■ Supplied data
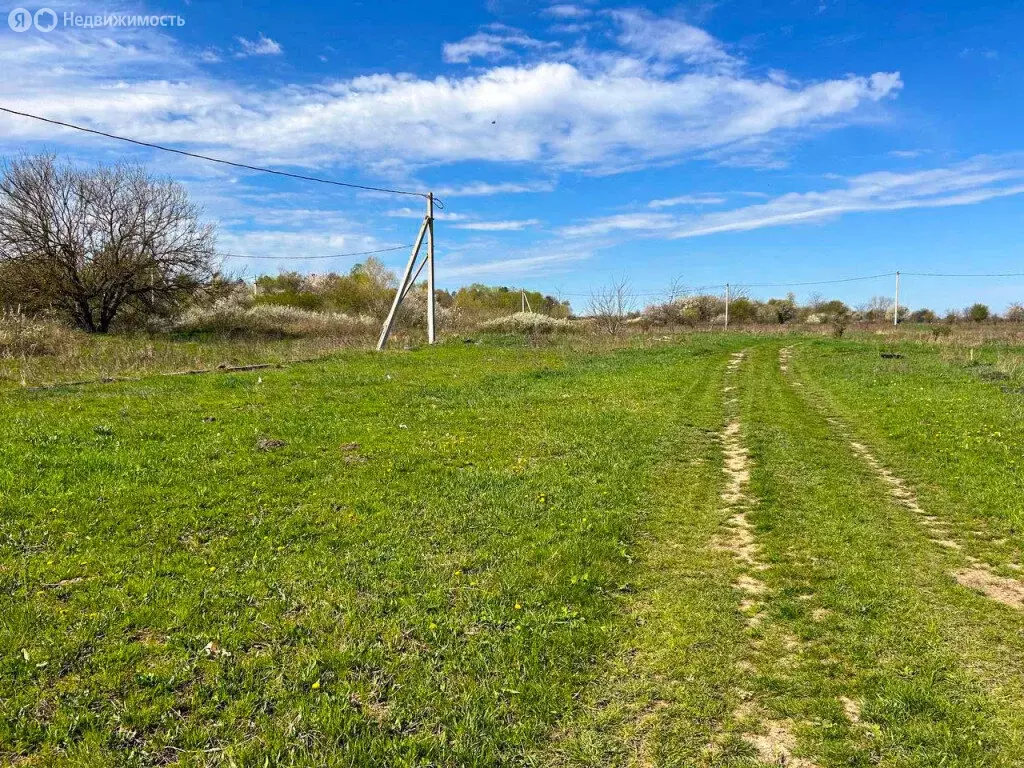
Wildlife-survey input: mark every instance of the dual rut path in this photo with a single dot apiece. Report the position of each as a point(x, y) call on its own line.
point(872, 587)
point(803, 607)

...

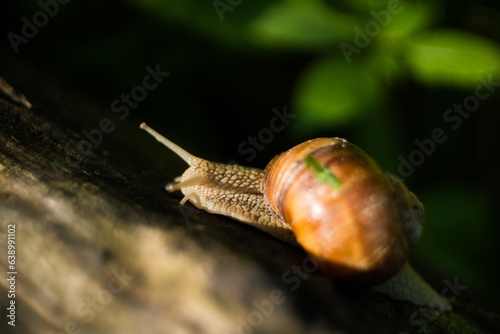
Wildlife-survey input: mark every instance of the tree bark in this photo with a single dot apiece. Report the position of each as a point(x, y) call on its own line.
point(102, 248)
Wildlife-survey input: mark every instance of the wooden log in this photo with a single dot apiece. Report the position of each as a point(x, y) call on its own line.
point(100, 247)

...

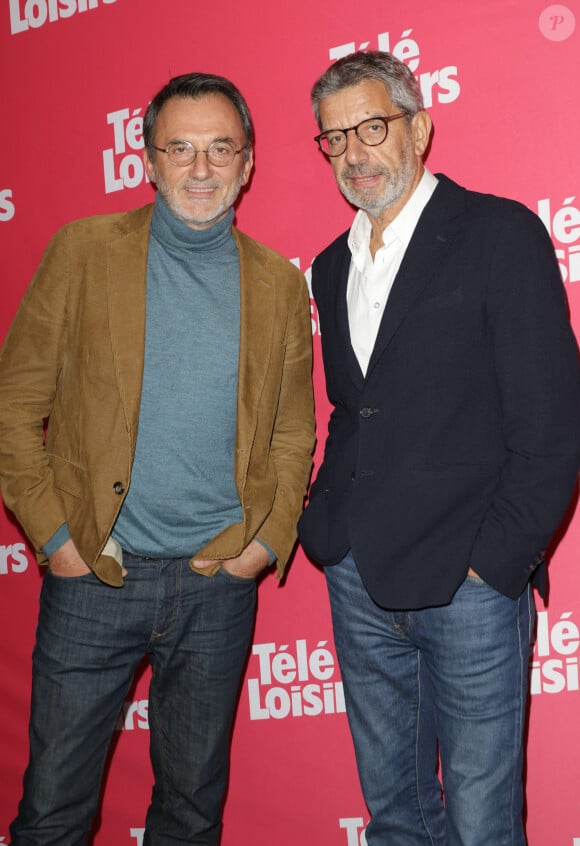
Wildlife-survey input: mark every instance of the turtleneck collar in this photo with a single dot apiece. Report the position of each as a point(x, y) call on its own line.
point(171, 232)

■ The task
Rewrite the lines from the line with "Wildlife-survey input: mark every instance of the turtleneck" to the line with "point(171, 232)", replacing "turtleneck collar" with "mock-neck collar" and leaving everything else unchanged. Give only those lines.

■ Full response
Wildlife-survey input: mark every instance of the mock-neck collar in this photo with a single dot apiece. Report the position of each as a point(x, y) call on its own line.
point(171, 232)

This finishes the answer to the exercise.